▸ **Document excerpt**:
Broadcaster and celebrity interviewer had been hospitalized in Los Angeles with symptoms of coronavirus
Larry King, the American broadcaster and cable news interviewer of celebrities and public figures, has died. He was 87 and had been hospitalized at Cedars-Sinai medical center in Los Angeles with symptoms of the coronavirus.
A statement on King’s social media accounts confirmed the news on Saturday.
“For 63 years,” it said, “and across the platforms of radio, television and digital media, Larry’s many thousands of interviews, awards and global acclaim stand as a testament to his unique and lasting talent as a broadcaster.”
King hosted his flagship CNN show, Larry King Live, for 25 years. At its height, it drew 1.5 million viewers a night.
“We mourn the passing of our colleague Larry King,” said CNN president Jeff Zucker in a statement posted to Twitter. “The scrappy young man from Brooklyn had a history-making career spanning radio and television. His curiosity about the world propelled his award-winning career in broadcasting, but it was his generosity of spirit that drew the world to him.

▸ **Extracted information**:
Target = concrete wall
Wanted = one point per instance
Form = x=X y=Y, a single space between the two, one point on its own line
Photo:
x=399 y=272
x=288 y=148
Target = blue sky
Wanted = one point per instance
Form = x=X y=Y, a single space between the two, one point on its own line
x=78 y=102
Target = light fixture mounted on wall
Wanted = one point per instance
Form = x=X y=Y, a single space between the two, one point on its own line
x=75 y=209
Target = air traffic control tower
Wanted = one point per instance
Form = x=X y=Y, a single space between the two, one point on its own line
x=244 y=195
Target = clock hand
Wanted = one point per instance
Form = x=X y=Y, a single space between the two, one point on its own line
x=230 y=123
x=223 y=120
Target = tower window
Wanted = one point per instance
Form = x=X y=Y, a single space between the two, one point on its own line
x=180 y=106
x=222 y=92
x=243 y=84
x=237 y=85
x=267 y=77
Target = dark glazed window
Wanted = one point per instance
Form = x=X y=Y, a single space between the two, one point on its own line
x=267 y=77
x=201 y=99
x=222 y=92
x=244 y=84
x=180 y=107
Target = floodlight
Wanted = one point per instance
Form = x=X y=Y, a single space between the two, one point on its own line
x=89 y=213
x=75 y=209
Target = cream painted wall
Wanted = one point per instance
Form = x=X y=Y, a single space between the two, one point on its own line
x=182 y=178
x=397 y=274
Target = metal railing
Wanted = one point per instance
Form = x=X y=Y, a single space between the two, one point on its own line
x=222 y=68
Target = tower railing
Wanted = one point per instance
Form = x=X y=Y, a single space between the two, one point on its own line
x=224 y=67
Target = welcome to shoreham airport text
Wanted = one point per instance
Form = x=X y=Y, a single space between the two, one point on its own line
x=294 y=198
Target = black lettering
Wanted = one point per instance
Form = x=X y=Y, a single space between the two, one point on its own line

▸ **Required action**: According to the article on Larry King's death, how many viewers did Larry King Live draw at its height? The items are separate material and have no connection to the article.

▸ **The answer**: 1.5 million viewers a night.